- _Source data_:
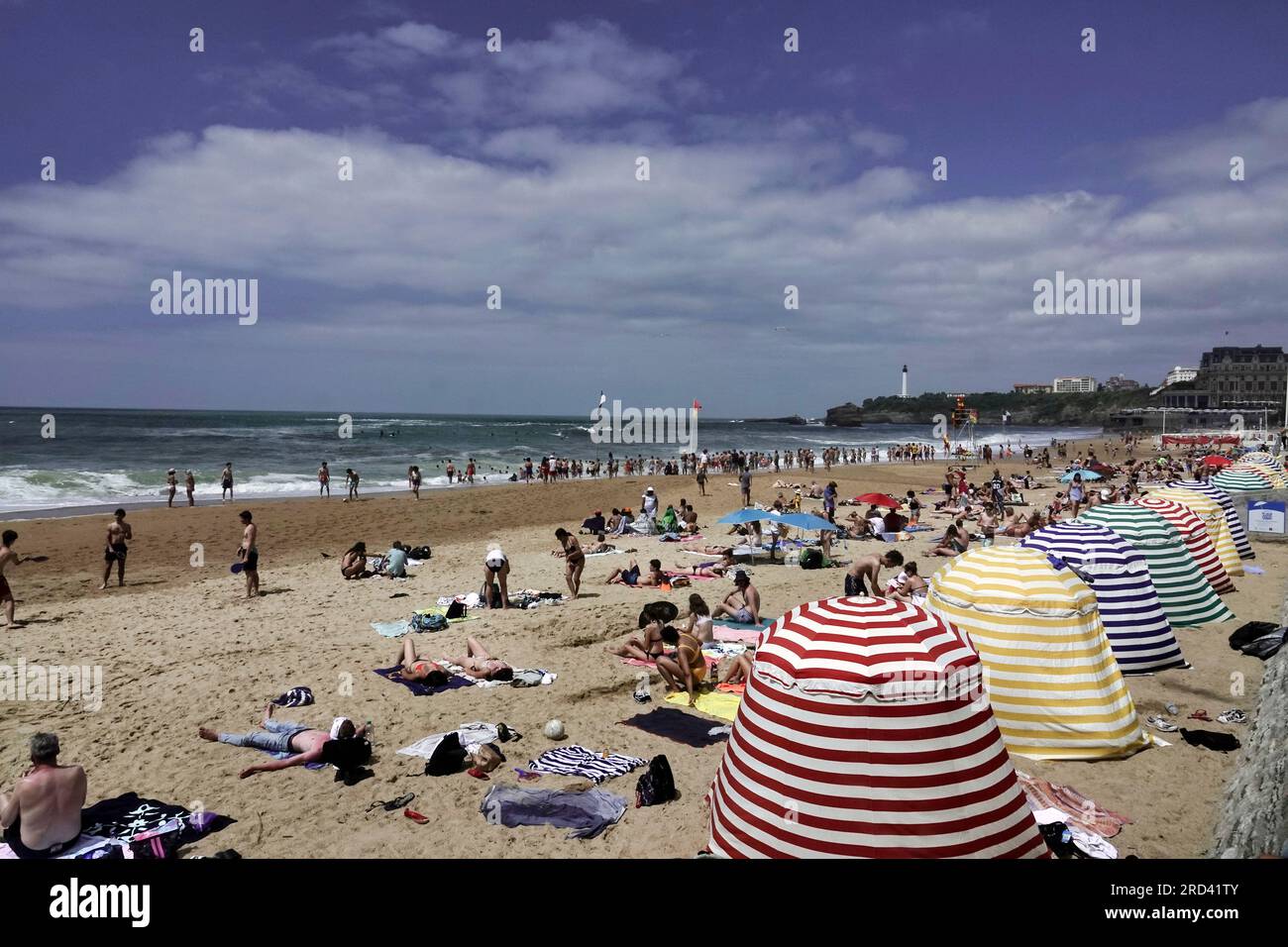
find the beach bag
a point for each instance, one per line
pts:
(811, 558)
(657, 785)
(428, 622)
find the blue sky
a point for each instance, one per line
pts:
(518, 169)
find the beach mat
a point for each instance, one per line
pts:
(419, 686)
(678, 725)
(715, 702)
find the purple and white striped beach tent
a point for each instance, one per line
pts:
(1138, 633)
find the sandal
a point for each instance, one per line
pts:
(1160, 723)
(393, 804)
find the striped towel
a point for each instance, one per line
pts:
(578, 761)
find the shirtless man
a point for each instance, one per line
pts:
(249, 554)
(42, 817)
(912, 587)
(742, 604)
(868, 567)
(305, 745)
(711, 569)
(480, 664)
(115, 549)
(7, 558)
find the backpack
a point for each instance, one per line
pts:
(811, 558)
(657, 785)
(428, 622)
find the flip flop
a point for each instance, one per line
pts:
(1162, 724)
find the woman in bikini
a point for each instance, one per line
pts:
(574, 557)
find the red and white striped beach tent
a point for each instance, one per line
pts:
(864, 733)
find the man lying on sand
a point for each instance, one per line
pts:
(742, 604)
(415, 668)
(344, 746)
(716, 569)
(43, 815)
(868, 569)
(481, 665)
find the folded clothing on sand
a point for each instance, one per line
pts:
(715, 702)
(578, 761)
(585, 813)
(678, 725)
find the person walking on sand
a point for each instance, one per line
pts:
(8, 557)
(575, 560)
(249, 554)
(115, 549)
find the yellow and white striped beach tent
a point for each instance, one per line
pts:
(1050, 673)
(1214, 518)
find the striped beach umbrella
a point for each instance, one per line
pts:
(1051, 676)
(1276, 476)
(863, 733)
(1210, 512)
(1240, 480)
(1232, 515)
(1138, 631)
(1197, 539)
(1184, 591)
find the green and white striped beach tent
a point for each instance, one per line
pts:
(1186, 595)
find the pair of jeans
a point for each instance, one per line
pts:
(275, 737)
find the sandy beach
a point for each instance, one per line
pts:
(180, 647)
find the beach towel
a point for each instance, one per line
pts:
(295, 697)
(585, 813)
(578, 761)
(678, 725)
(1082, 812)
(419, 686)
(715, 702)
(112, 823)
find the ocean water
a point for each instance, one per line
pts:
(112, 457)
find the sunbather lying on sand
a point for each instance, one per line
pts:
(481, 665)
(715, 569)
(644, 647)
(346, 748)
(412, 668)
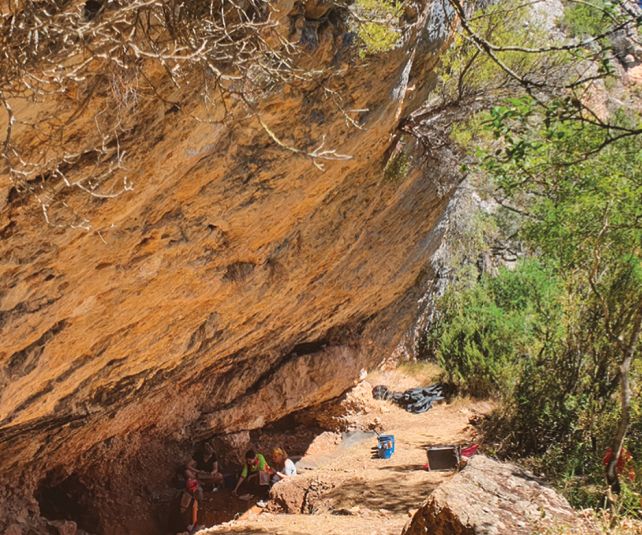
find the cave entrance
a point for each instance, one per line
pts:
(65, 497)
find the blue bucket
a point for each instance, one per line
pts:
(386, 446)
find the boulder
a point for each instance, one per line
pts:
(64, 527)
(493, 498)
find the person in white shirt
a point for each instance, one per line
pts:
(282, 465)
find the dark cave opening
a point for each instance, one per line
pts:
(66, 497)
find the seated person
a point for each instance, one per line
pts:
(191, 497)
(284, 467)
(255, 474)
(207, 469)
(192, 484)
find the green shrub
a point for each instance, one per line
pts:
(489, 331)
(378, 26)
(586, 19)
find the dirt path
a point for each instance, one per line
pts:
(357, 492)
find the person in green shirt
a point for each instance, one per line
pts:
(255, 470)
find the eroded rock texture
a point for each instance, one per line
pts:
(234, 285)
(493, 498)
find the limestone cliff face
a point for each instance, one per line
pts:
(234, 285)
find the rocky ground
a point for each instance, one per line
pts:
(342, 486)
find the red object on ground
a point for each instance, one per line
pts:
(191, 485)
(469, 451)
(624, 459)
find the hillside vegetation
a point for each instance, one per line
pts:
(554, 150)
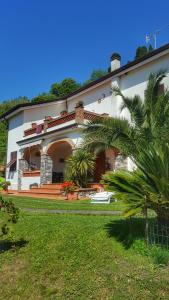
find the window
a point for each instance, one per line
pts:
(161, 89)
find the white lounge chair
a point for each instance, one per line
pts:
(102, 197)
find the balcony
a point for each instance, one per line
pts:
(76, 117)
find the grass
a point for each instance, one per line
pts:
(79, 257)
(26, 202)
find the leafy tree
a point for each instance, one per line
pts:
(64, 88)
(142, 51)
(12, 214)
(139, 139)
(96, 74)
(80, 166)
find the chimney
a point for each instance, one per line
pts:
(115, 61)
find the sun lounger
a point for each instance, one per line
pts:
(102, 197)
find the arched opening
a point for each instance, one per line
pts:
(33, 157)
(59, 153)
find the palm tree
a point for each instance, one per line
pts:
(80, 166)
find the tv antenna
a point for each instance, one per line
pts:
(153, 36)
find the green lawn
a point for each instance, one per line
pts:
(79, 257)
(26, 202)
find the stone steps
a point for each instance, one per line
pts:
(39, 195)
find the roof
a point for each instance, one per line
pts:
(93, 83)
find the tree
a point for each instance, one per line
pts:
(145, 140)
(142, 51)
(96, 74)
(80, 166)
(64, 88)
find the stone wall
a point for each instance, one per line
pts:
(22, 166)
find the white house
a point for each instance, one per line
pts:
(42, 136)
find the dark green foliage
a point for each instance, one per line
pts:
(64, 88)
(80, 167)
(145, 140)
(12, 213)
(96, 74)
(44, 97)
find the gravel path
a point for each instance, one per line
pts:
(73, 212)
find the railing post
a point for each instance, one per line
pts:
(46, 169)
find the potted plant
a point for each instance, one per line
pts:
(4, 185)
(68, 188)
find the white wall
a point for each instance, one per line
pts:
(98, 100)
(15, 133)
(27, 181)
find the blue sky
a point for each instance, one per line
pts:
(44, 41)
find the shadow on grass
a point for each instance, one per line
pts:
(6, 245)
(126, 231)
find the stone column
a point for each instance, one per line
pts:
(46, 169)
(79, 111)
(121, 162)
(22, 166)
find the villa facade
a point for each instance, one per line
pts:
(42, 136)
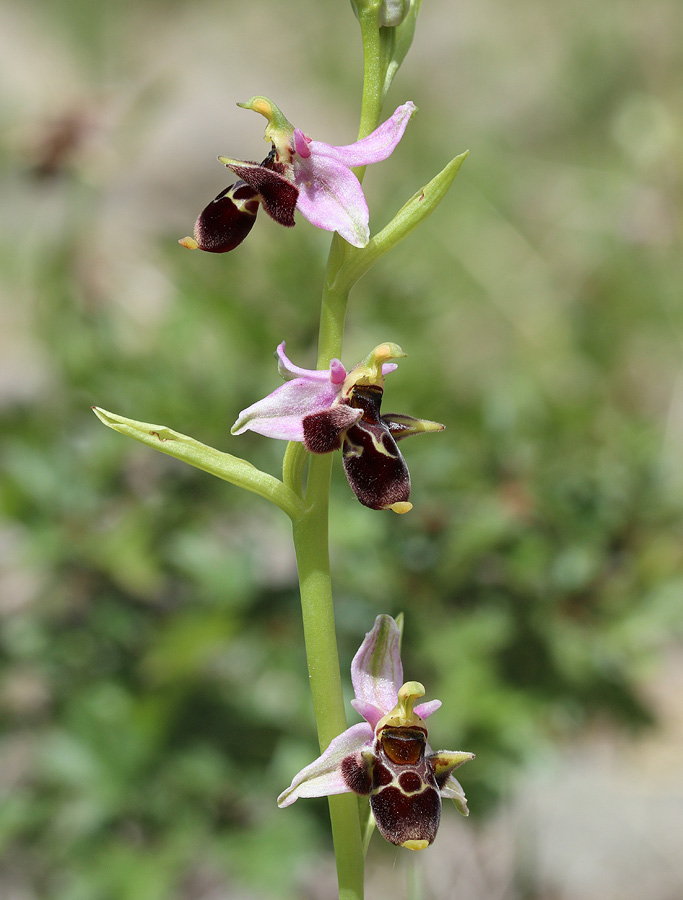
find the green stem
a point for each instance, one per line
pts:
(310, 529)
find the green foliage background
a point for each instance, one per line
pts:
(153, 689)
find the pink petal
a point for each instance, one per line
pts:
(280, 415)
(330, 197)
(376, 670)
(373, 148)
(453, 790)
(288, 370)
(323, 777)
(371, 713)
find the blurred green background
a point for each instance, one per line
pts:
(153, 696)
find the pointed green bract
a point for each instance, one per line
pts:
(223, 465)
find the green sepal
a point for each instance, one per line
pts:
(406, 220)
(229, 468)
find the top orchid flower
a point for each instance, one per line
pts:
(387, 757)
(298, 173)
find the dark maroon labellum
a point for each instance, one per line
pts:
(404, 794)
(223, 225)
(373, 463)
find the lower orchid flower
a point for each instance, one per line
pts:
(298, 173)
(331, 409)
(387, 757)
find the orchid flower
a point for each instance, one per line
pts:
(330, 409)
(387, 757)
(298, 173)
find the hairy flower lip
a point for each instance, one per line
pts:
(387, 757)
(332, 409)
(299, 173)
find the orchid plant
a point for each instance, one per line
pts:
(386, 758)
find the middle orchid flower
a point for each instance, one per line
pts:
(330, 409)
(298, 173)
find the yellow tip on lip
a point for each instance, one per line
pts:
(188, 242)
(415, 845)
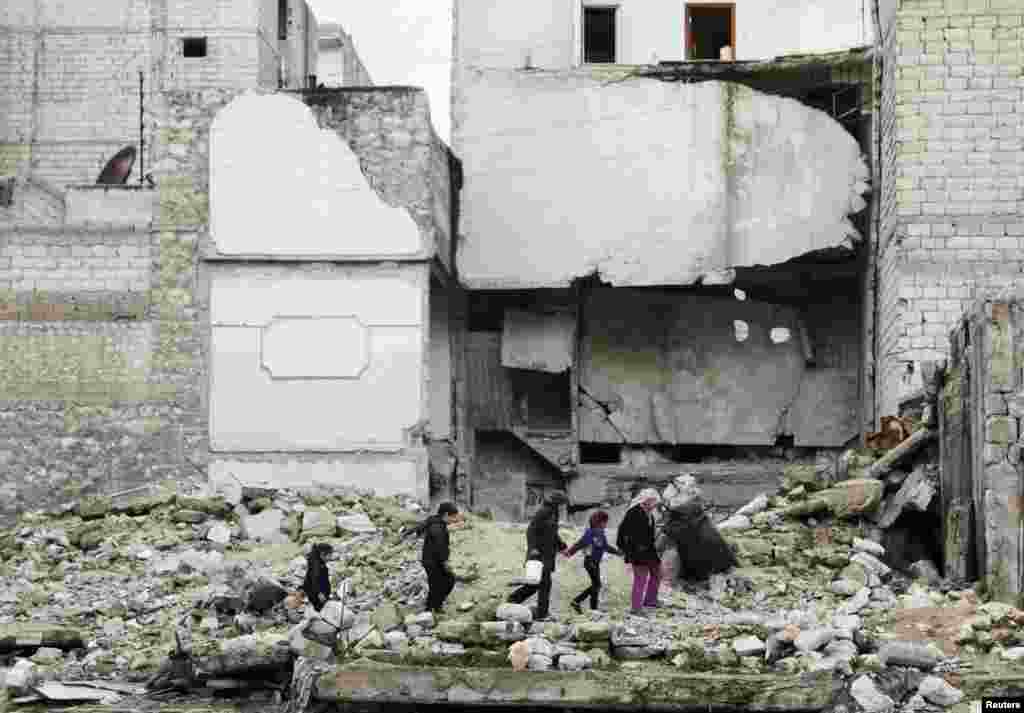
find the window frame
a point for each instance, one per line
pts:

- _Task directions_:
For this exercise, retype the data above exactly and skip every image.

- _Answer to this exercise_:
find the beach bag
a point for each instance, one per line
pts:
(811, 558)
(657, 785)
(428, 622)
find the blue sky
a point for each instance, one per line
pts:
(518, 169)
find the beach mat
a point for each instance, one per line
pts:
(419, 686)
(678, 725)
(715, 702)
find the purple and white striped beach tent
a point for each instance, one per line
pts:
(1138, 633)
find the sandal
a point for each instance, one per line
pts:
(1160, 723)
(393, 804)
find the striped towel
a point for each instance, one per line
pts:
(578, 761)
find the shirtless man
a point for each instance, one per line
pts:
(249, 554)
(42, 817)
(912, 587)
(742, 604)
(868, 567)
(305, 745)
(711, 569)
(480, 664)
(115, 549)
(7, 558)
find the backpack
a point for each instance, one per line
pts:
(811, 558)
(657, 785)
(428, 622)
find the flip flop
a point for each instance, one per line
pts:
(1162, 724)
find the woman in bikini
a point for each instance, one per line
pts:
(574, 557)
find the red and white striped beach tent
a point for each instance, one per line
pts:
(864, 733)
find the man lying on sand
a point for each instance, one per line
pts:
(742, 604)
(415, 668)
(344, 746)
(716, 569)
(43, 815)
(868, 569)
(481, 665)
find the folded clothing on sand
a point for each instance, one per line
pts:
(715, 702)
(578, 761)
(585, 813)
(678, 725)
find the person walking on sand
a point for each instance, one per line
pts:
(8, 557)
(575, 560)
(249, 554)
(115, 549)
find the yellow and white striped beach tent
a point for each instance, one per line
pts:
(1050, 673)
(1214, 518)
find the striped beach umbrella
a point for each instance, one per line
pts:
(1051, 676)
(1276, 476)
(863, 733)
(1210, 512)
(1240, 480)
(1232, 515)
(1138, 631)
(1197, 539)
(1184, 591)
find the green and white striped beach tent
a point for each instance, one per line
pts:
(1186, 595)
find the pair of jeans
a point for each instance, one per line
pts:
(275, 737)
find the sandy beach
a point for each instance, one per line
pts:
(180, 647)
find the beach towel
a point for each instance, one per line
pts:
(295, 697)
(585, 813)
(578, 761)
(678, 725)
(1082, 812)
(419, 686)
(715, 702)
(112, 823)
find the ocean water
a point for each instance, one per line
pts:
(112, 457)
find the sunbather lying on sand
a point for each instance, one per line
pts:
(481, 665)
(715, 569)
(644, 647)
(346, 748)
(412, 668)
find the cave entrance
a point for each instance, one per line
pts:
(65, 497)
find the blue bucket
a point for each instance, one per line
pts:
(386, 446)
find the boulder
a point for each instance, one per line
pts:
(64, 527)
(493, 498)
find the person in white shirt
a point for each instance, one per line
pts:
(282, 465)
find the dark cave opening
a point for each instance, one per line
pts:
(66, 497)
find the seated person
a point for each instance, one per line
pts:
(191, 497)
(284, 467)
(255, 474)
(207, 469)
(192, 484)
find the green shrub
a point for each instance, one per line
pts:
(489, 331)
(378, 26)
(586, 19)
find the dirt path
a point for each instance, one per line
pts:
(357, 492)
find the person in green shirt
a point for each instance, one per line
pts:
(255, 470)
find the eroded rock texture
a point for each instance, one per line
pts:
(234, 285)
(493, 498)
find the limestone cliff face
a point for each instance, one per line
pts:
(234, 285)
find the rocky ground
a point for each instance, one per line
pts:
(342, 486)
find the red object on ground
a point for each instance, one per line
pts:
(191, 485)
(469, 451)
(624, 459)
find the hillside vegetation
a point for each instance, one per line
pts:
(554, 150)
find the window
a point for each instance, one per line
pts:
(161, 89)
find the white lounge chair
a point for each instance, one per line
pts:
(102, 197)
find the balcony
a point for each instance, one per line
pts:
(76, 117)
find the grass
a point for each instance, one per line
pts:
(79, 257)
(26, 202)
find the leafy tree
a point for each instance, one per line
pts:
(64, 88)
(142, 51)
(12, 214)
(139, 139)
(96, 74)
(80, 166)
find the chimney
a point for each instance, one per line
pts:
(115, 61)
find the sun lounger
a point for each instance, one per line
pts:
(102, 197)
find the arched opening
a point for each instance, one per line
pts:
(33, 157)
(59, 153)
find the palm tree
a point for each instance, one per line
pts:
(80, 166)
find the tv antenna
a point for each instance, one per line
pts:
(153, 36)
find the green lawn
a point for each instance, one per line
pts:
(79, 257)
(26, 202)
find the stone steps
a point for each instance, one per line
pts:
(39, 195)
find the roof
a point for each instance, one per line
pts:
(93, 83)
find the tree
a point for each instance, one per line
pts:
(145, 140)
(142, 51)
(96, 74)
(80, 166)
(64, 88)
find the stone wall
a point for each instance, one per line
pts:
(22, 166)
find the white house
a point for each instance, one per line
pts:
(42, 136)
find the dark green foliage
a point for each instance, one per line
pts:
(64, 88)
(80, 167)
(145, 140)
(12, 213)
(96, 74)
(44, 97)
find the gravel path
a point for each instance, one per line
pts:
(73, 212)
find the railing post
a point for each instance, one per line
pts:
(46, 169)
find the potted plant
a point for each instance, one per line
pts:
(4, 185)
(68, 188)
find the white wall
a point for each instance, one per line
pts:
(98, 100)
(15, 133)
(27, 181)
find the blue sky
a point for each instance, one per line
pts:
(44, 41)
find the shadow on grass
a point for each instance, one per line
pts:
(6, 245)
(126, 231)
find the stone column
a point for each instance, one per line
pts:
(46, 169)
(79, 111)
(121, 162)
(22, 166)
find the villa facade
a point for each instance, one per line
pts:
(42, 136)
find the green stem
a point for each instance, one per line
pts:
(310, 529)
find the green foliage background
a point for each instance, one per line
pts:
(153, 689)
find the pink petal
a point for each instance, one per line
pts:
(280, 415)
(330, 197)
(376, 670)
(373, 148)
(453, 790)
(288, 370)
(323, 777)
(371, 713)
find the blurred green background
a point for each instance, one per line
pts:
(153, 696)
find the pointed green bract
a point for each instance, one per line
pts:
(223, 465)
find the green sepal
a point for each instance, one per line
pts:
(406, 220)
(229, 468)
find the top orchid flower
a point for each instance, one per line
pts:
(387, 757)
(298, 173)
find the dark maroon labellum
a point for each instance, one per line
pts:
(404, 794)
(223, 225)
(373, 463)
find the lower orchid flower
a point for each instance, one per line
pts:
(298, 173)
(331, 409)
(387, 757)
find the orchid flower
a point for each instance, one per line
pts:
(330, 409)
(387, 757)
(298, 173)
find the hairy flower lip
a point for each instance, one per line
pts:
(387, 757)
(332, 409)
(299, 173)
find the orchid plant
a point for each instance, one per line
pts:
(386, 758)
find the middle orchid flower
a point for each instance, one per line
pts:
(330, 409)
(298, 173)
find the yellow tip on lip
a point for each instance, one per line
pts:
(188, 242)
(415, 845)
find the window frame
a point for each instance, one per line
pts:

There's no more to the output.